> _GOAL 1_: According to the blog post on social determinants of health, which two organizations collaborate on the blog series?
> _GOAL 2_: Reproduce the part of the blog post on social determinants of health that opens with the words containing "September 25, 2018" and closes with "on creative approaches.", substituting "article series" for "blog series" throughout.

> _READING TEXT_:

━━━━━━━━━━━━━━━━━━━━

Len M. Nichols
George Mason University
Lauren A. Taylor
Harvard University

A new way of solving an old problem: underinvestment in social determinants of health

September 25, 2018 - 10:22am

This blog series “Uniting funding streams for health and social innovation” is a collaboration between the Urban Institute’s Pay for Success Initiative (PFSI) and The Brookings Institution-hosted Braiding and Blending Working Group. Though not every post is focused on pay for success, the working group and this blog series aligns with the PFSI mission of researching and supporting innovative financing solutions to today’s most pressing challenges. This series highlights the research of experts in healthcare financing focused on creative approaches.

Social determinants of health (SDoH), such as housing, transportation, food, economic security, education, social supports, and physical environments, are typically funded through an array of government and philanthropic programs and therefore are potential candidates for braided and blended funding streams at the community level. As readers of this blog series know, there is a large and growing literature documenting the many positive impacts of these services, but most communities have been unable to secure adequate funding and appropriate scale. What is particularly complex about this literature is that the same intervention, such as non-emergency transportation, can have different impacts on different communities and sub-populations.

In a recent Health Affairs paper, we apply an economic lens to the problem of underinvestment in social determinants of health, which yields the insight that social determinants like affordable housing, good jobs, and quality education can usefully be thought of as public goods, wherein exclusion of non-payers is difficult and benefits can be enjoyed without reducing availability for others. These properties give rise to well-known free-rider problems, which prevent these goods from being supplied at appropriate scale by traditional market forces. Historically, new government taxation and spending was perceived as the only solution to free-rider situations capable of having a scale beyond what private charity might support. Our current politics, however, make large increases in government spending unlikely.

━━━━━━━━━━━━━━━━━━━━

> _RECORD EXCERPTS_:

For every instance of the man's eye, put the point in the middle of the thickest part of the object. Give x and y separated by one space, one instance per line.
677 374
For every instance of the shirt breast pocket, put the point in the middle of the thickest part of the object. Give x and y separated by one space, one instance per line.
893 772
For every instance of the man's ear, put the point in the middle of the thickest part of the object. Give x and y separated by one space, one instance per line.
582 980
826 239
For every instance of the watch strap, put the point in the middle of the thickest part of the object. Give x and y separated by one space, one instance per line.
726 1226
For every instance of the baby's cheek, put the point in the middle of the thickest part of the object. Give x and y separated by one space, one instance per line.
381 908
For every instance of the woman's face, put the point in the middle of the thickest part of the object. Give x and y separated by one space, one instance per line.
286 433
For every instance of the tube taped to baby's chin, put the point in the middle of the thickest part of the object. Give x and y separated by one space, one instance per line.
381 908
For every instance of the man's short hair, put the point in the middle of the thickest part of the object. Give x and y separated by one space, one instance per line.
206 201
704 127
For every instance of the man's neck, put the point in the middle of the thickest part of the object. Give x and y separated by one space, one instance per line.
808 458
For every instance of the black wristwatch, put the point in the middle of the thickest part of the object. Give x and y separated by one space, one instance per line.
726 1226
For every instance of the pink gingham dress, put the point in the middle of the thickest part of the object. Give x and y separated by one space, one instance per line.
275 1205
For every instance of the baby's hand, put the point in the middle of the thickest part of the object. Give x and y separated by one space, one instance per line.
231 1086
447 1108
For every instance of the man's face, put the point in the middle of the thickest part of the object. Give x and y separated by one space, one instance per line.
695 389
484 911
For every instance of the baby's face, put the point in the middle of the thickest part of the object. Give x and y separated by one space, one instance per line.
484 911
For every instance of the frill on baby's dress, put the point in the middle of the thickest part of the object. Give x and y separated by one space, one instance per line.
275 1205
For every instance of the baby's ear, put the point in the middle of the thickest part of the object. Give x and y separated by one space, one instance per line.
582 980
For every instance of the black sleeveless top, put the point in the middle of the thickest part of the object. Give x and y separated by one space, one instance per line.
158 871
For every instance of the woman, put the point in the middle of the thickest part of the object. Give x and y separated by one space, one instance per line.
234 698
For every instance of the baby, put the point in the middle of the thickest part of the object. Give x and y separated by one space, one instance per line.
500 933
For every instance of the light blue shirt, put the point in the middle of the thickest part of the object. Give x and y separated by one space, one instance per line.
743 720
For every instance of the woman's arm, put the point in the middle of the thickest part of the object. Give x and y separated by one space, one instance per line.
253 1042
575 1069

━━━━━━━━━━━━━━━━━━━━

> _WORKED ANSWER 1_: The Urban Institute's Pay for Success Initiative (PFSI) and The Brookings Institution-hosted Braiding and Blending Working Group.

> _WORKED ANSWER 2_:
September 25, 2018 - 10:22am

This article series “Uniting funding streams for health and social innovation” is a collaboration between the Urban Institute’s Pay for Success Initiative (PFSI) and The Brookings Institution-hosted Braiding and Blending Working Group. Though not every post is focused on pay for success, the working group and this article series aligns with the PFSI mission of researching and supporting innovative financing solutions to today’s most pressing challenges. This series highlights the research of experts in healthcare financing focused on creative approaches.